Information given

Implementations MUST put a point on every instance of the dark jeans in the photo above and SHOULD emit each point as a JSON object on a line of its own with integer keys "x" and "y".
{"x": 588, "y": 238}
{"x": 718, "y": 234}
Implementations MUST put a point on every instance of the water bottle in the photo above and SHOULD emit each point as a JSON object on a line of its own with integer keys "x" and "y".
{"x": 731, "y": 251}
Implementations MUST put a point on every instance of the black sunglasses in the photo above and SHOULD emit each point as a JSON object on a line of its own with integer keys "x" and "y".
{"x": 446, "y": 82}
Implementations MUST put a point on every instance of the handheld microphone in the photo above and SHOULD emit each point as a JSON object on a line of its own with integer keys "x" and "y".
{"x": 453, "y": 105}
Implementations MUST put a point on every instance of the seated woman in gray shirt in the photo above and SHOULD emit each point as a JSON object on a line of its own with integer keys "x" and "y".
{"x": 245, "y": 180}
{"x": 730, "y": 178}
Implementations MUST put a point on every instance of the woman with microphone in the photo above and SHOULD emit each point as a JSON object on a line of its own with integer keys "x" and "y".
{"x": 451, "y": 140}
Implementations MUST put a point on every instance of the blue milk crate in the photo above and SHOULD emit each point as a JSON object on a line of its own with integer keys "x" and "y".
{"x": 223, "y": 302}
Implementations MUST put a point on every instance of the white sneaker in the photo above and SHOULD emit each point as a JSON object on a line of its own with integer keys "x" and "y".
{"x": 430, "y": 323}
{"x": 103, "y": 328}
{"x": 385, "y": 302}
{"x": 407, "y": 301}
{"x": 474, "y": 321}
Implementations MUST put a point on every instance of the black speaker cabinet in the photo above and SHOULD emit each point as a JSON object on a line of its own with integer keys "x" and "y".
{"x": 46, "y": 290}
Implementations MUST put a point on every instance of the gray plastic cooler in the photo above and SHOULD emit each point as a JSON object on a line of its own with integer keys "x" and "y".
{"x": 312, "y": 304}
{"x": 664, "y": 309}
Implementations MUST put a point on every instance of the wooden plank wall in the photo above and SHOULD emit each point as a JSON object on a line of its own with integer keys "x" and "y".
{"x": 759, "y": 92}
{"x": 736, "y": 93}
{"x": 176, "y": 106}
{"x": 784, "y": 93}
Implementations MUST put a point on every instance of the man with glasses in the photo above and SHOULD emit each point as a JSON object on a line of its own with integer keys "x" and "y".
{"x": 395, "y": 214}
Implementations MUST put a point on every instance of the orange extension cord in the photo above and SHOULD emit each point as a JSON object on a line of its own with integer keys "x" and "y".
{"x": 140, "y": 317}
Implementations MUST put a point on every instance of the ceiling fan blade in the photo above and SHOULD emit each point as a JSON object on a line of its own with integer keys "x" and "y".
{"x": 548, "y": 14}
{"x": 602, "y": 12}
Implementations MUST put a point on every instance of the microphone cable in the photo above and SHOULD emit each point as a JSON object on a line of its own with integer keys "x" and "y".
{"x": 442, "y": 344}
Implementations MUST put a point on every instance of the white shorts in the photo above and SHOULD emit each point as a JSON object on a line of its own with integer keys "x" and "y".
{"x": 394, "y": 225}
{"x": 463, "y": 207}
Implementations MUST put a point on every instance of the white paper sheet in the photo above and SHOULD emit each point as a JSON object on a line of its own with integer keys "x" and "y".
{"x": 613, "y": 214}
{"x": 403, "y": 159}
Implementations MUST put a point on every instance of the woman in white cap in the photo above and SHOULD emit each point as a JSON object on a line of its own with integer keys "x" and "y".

The problem
Set every line of the listing down word for word.

Full answer
Implementations MUST put a point on every instance of the dark jeans in the photo above and SHOULD emit each point as a JSON object on a line of its own with integer keys "x" and "y".
{"x": 588, "y": 238}
{"x": 718, "y": 234}
Implementations MUST put a point on every instance of the water bottle in the photo above and SHOULD emit each point as a JSON object on a line of its own with integer keys "x" and "y".
{"x": 731, "y": 251}
Implementations MUST put a point on every instance of the black sunglasses in the photo above and SHOULD emit each point as a JSON object on a line of its own with integer keys "x" and "y".
{"x": 446, "y": 82}
Implementations MUST put a point on every instance of the handheld microphone in the photo above and SHOULD emit each point as a JSON object on a line of its own with integer keys "x" and "y".
{"x": 453, "y": 105}
Implementations MUST put a point on every instance of the seated woman in gray shirt in the photo above and SHOULD emit each point as a JSON object on a line of its own with integer keys "x" and "y".
{"x": 245, "y": 180}
{"x": 730, "y": 178}
Implementations MUST put a point on every instance of the woman with microphone in the photo above and SHOULD emit each point as a JSON object on a line of its own with integer keys "x" and "y".
{"x": 451, "y": 140}
Implementations MUST put a point on every instance of the blue milk crate in the photo above and SHOULD emit each point as a JSON object on a line of its own with integer keys "x" and "y".
{"x": 223, "y": 302}
Implementations MUST put a point on every instance of the white sneaker in the photo above and SHOULD emit each point as a JSON object on a line of its own with integer keys "x" and "y".
{"x": 430, "y": 323}
{"x": 103, "y": 328}
{"x": 385, "y": 302}
{"x": 407, "y": 301}
{"x": 474, "y": 321}
Implementations MUST put a point on every instance of the black speaker cabinet in the photo above and SHOULD emit each point as a JSON object on a line of its own with integer keys "x" and "y".
{"x": 46, "y": 290}
Implementations MUST put a point on every instance of the gray plastic cooler in the photo above and SHOULD emit each point as a JSON object on a line of its own with integer keys "x" and "y".
{"x": 312, "y": 304}
{"x": 664, "y": 309}
Implementations MUST put a point on every instance of the wooden plank wall in the photo above and SHOULD emit each point as a JSON object on a line of its own with integer keys "x" and "y".
{"x": 759, "y": 92}
{"x": 736, "y": 93}
{"x": 176, "y": 106}
{"x": 784, "y": 93}
Implementations MUST put a point on every instance of the man with glasses in the photo above and SHOULD emit each point as a JSON object on a line of its own with integer keys "x" and "y".
{"x": 395, "y": 214}
Implementations MUST put a point on every instance of the orange extension cord in the photo above and SHOULD emit each point as a JSON object on a line of its own with integer keys "x" and "y".
{"x": 140, "y": 317}
Implementations MUST put a point on every instance of the ceiling fan blade in the photo above and SHOULD emit each point as a JSON object on a line of its own with integer keys "x" and "y".
{"x": 548, "y": 14}
{"x": 602, "y": 12}
Implementations MUST put a point on every instance of the microphone cable in the photo above and SHOULD emit each point as a JSON object on a line of its own with integer keys "x" and "y".
{"x": 442, "y": 344}
Implementations MUST put a point on every instance of the white shorts in the photo above and SHOULD emit each point as a JSON object on a line of its own with integer keys "x" and "y".
{"x": 394, "y": 225}
{"x": 463, "y": 207}
Implementations MUST put a point on every instance of the white paper sheet in the photo above and SHOULD emit each point as a JSON object on a line of its own with integer keys "x" and "y".
{"x": 613, "y": 214}
{"x": 403, "y": 159}
Implementations MUST put a point on every instance of the woman in white cap in the photo above and SHOULD emit each point as a JSON object on a line of its own with integer keys "x" and "y".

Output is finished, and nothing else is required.